◆ **What needs to be done**
Reproduce the records below word for word, beginning with the line containing "Please identify the bird's beak" and continuing through the line containing "<point>700,519</point>".

◆ **Records provided**
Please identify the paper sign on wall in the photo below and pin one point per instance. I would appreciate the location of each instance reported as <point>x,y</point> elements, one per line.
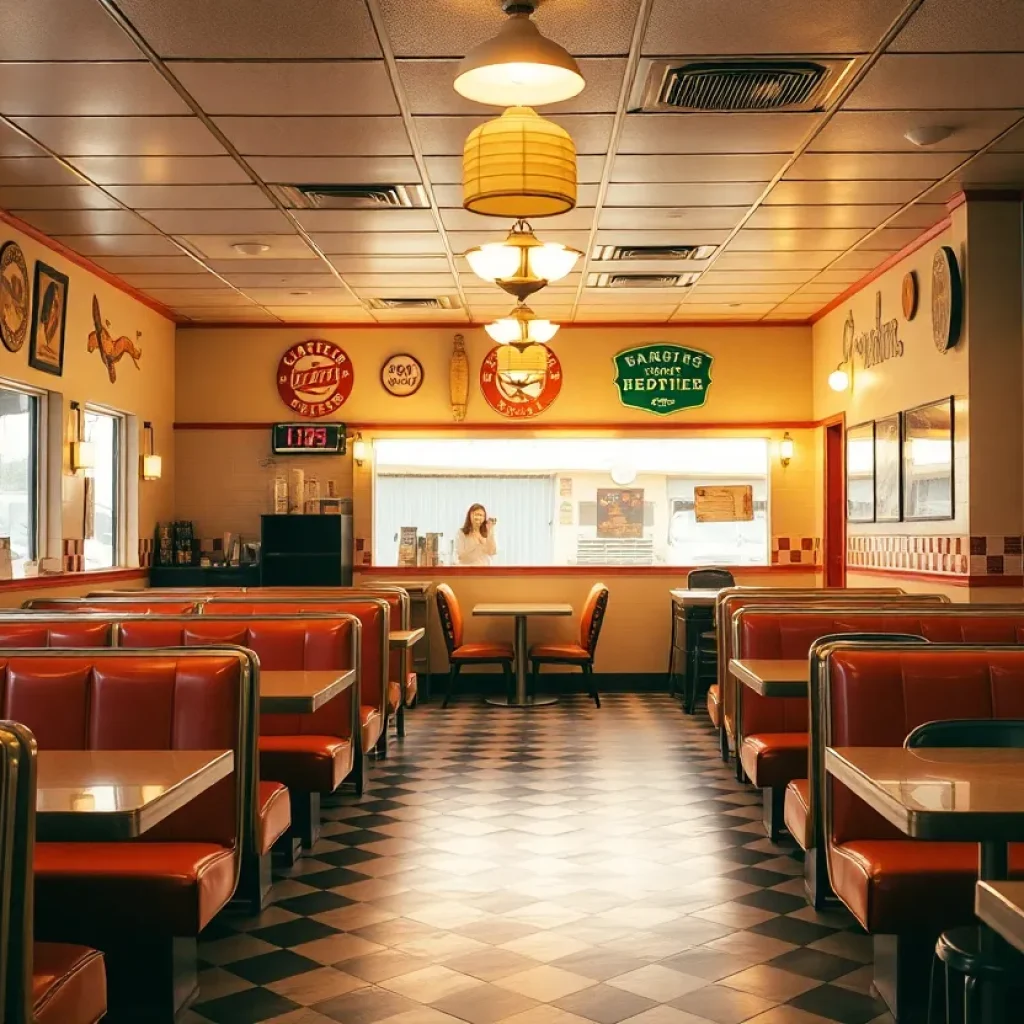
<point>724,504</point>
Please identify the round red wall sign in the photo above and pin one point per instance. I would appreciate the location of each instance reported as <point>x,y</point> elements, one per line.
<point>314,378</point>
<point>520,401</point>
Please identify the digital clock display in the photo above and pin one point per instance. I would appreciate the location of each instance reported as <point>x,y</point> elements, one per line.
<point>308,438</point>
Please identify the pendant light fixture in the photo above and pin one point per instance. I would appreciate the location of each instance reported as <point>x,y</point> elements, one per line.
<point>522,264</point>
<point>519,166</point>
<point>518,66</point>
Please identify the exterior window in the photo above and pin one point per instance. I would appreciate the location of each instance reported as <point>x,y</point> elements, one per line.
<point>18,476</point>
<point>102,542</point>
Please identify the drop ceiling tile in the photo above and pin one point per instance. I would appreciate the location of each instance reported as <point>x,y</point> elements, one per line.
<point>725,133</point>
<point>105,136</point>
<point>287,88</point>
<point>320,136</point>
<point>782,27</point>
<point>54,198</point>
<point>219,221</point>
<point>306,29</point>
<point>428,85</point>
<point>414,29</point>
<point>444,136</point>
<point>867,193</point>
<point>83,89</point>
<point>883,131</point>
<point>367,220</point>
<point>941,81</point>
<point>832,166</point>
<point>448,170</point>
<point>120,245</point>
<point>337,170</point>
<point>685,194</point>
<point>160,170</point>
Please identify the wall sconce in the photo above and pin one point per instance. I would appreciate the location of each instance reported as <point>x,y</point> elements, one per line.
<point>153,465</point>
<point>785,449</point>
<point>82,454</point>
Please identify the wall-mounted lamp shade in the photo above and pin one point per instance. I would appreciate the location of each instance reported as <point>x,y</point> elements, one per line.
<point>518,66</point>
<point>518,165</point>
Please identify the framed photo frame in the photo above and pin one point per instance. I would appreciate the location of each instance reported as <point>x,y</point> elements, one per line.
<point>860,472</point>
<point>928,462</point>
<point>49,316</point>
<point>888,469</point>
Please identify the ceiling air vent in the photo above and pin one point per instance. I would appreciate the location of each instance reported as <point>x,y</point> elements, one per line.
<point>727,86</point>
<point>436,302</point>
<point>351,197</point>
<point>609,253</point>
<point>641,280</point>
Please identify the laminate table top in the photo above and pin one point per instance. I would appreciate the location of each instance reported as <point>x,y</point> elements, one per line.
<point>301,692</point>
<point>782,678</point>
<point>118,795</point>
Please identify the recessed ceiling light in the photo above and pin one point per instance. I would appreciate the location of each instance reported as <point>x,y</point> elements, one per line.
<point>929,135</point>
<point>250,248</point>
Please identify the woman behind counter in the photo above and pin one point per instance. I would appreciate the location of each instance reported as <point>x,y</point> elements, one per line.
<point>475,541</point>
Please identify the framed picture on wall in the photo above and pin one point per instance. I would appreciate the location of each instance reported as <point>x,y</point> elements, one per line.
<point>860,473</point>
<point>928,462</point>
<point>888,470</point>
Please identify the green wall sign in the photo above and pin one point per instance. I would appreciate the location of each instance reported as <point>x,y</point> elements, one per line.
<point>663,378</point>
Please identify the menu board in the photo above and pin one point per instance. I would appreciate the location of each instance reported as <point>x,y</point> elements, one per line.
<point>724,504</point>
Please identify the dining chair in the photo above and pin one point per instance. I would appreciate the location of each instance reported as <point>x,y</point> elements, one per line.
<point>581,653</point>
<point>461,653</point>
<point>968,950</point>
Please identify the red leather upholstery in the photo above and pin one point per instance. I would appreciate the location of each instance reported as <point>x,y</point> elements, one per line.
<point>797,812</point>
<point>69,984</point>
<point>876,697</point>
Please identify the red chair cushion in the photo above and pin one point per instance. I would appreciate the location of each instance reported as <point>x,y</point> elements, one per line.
==
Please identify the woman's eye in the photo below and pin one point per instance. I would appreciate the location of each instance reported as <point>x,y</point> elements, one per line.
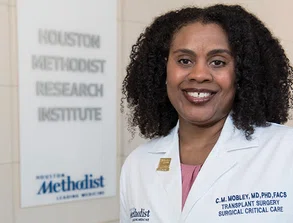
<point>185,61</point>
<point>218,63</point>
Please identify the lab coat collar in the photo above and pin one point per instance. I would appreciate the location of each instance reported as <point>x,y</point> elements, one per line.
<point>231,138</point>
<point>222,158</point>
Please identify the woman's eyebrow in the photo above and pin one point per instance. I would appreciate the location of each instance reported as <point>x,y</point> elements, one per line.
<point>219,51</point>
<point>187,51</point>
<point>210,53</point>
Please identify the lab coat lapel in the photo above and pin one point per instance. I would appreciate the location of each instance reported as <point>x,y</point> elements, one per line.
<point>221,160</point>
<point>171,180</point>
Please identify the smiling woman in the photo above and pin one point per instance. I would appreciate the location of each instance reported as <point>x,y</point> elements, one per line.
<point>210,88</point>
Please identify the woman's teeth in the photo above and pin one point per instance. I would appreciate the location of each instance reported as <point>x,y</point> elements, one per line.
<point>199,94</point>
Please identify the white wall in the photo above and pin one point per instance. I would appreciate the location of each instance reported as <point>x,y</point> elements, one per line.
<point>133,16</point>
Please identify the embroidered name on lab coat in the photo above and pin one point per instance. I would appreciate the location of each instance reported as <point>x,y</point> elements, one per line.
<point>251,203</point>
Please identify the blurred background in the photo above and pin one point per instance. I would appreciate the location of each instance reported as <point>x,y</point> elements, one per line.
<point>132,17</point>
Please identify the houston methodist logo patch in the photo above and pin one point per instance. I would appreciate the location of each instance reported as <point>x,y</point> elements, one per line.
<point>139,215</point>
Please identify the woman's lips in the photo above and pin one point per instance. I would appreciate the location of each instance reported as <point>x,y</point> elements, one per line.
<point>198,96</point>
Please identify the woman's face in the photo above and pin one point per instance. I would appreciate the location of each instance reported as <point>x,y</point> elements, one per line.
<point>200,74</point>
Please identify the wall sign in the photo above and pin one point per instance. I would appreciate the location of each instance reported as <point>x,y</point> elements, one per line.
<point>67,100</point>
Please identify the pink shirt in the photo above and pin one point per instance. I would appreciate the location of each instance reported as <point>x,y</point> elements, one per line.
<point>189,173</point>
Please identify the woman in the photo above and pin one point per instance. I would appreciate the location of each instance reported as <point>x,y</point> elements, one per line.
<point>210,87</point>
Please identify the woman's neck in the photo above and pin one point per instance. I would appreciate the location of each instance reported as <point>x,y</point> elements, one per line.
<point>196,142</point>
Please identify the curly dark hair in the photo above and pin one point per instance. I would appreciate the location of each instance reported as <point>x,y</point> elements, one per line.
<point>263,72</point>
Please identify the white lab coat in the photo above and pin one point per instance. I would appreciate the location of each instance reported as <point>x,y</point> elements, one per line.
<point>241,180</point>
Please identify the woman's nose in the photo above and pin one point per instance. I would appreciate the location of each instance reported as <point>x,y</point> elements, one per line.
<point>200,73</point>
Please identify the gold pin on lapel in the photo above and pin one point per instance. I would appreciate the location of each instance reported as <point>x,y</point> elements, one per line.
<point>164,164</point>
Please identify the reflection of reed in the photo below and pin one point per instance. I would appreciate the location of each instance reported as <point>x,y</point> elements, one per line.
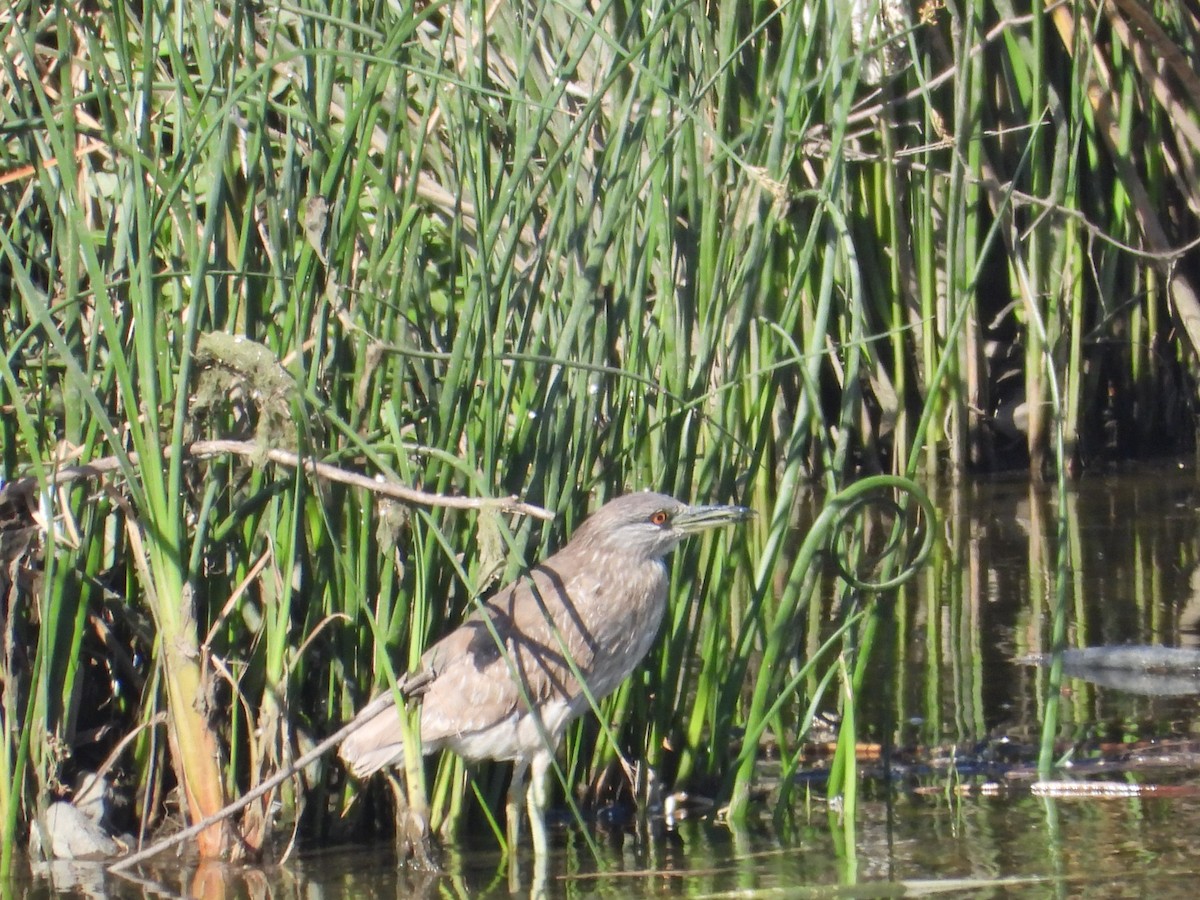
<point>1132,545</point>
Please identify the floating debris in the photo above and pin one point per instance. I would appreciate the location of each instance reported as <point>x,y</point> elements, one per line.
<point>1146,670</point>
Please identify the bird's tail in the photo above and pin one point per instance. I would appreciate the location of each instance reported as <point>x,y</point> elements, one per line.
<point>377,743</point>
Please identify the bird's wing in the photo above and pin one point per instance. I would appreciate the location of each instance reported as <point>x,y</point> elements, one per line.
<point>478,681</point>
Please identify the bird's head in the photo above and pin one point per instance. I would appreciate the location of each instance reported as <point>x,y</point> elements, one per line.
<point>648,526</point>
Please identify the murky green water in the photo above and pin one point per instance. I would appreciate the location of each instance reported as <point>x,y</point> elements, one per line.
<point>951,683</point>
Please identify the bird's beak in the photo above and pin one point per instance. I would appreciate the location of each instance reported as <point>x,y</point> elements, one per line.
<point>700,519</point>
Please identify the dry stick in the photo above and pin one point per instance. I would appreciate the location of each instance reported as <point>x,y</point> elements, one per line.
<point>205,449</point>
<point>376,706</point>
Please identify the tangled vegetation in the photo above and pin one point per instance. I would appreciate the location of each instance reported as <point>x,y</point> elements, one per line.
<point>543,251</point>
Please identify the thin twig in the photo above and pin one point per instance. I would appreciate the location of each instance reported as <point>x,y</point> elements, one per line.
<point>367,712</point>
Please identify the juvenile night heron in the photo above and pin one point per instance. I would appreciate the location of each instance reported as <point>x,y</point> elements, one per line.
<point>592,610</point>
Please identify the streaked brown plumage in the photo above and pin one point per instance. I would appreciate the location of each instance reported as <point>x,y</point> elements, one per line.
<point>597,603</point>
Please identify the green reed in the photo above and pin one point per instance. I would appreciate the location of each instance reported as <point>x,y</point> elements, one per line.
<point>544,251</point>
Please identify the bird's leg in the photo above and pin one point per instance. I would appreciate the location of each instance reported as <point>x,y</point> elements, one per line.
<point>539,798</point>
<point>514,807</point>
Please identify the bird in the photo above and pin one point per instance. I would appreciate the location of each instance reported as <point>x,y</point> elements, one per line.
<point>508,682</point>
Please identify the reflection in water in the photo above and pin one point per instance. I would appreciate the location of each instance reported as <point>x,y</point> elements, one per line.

◆ **Output of the task**
Please identify the bird's beak in the photo above and pin one point per instance. I would appreciate the location of each instance reported as <point>x,y</point> elements, one per line.
<point>700,519</point>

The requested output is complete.